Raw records
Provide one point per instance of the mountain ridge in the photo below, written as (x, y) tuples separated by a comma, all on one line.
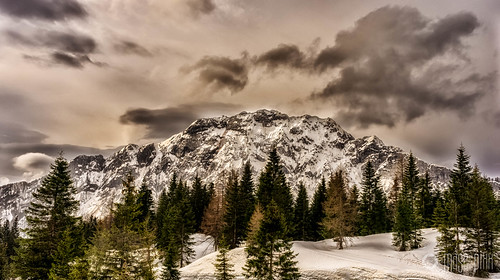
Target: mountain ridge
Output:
[(310, 148)]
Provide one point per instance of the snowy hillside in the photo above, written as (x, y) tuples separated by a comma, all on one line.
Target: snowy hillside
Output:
[(369, 257), (310, 148)]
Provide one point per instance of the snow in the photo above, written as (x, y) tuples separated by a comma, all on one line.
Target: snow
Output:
[(368, 257)]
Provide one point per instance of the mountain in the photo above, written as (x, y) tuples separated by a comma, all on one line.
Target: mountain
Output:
[(310, 148)]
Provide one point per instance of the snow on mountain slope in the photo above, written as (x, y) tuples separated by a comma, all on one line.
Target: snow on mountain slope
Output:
[(310, 148), (369, 257)]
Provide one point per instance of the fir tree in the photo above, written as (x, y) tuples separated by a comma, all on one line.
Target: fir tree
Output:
[(233, 213), (212, 223), (200, 196), (223, 268), (481, 238), (407, 223), (373, 206), (339, 218), (49, 215), (301, 214), (145, 203), (317, 211), (270, 254), (273, 186), (425, 206)]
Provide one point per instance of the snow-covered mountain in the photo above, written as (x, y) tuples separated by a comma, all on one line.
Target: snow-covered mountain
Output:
[(310, 148)]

**What you will do**
Each line in the records above should be reproduced exactly; images are not copied.

**Solution for this problem**
Provide one point per instance of the mountain ridge in the photo below, written as (x, y) tuples separated by a comma, all on one line.
Target: mountain ridge
Output:
[(310, 148)]
Provide one point per instance of the snowy hillside in the photo above, written as (x, y) tuples separated by a comma, all on one line.
Target: snowy hillside
Output:
[(369, 257), (310, 148)]
Provide one point per instance of the snow in the photo above, written as (x, y) tuples separated by a comma, all on one line.
Target: snow
Output:
[(368, 257)]
Provide one point per instance of the mountain in the photo above, written as (x, y) tuples separated by a comma, all on one line.
Target: mountain
Output:
[(310, 148)]
Provide one point per instance of the snow on mountain slope in the photo above, written as (x, y) tuples separated by a comma, all on one line.
Target: snow on mountain slope
Output:
[(310, 148), (369, 257)]
Provide one point per instance of the fir tree in the photo above, written as (x, y) tuples separated by a comma, all on one line.
Target: fir tree
Output:
[(233, 213), (212, 223), (200, 196), (223, 268), (481, 238), (407, 223), (373, 206), (339, 218), (49, 215), (301, 214), (145, 203), (317, 211), (270, 254), (273, 186), (425, 206)]
Provide one point per instance of the snow-covered mountain in the photo above, written as (x, y) tuples separated by a comma, all on one line.
Target: snow-covered mountain
Output:
[(310, 148)]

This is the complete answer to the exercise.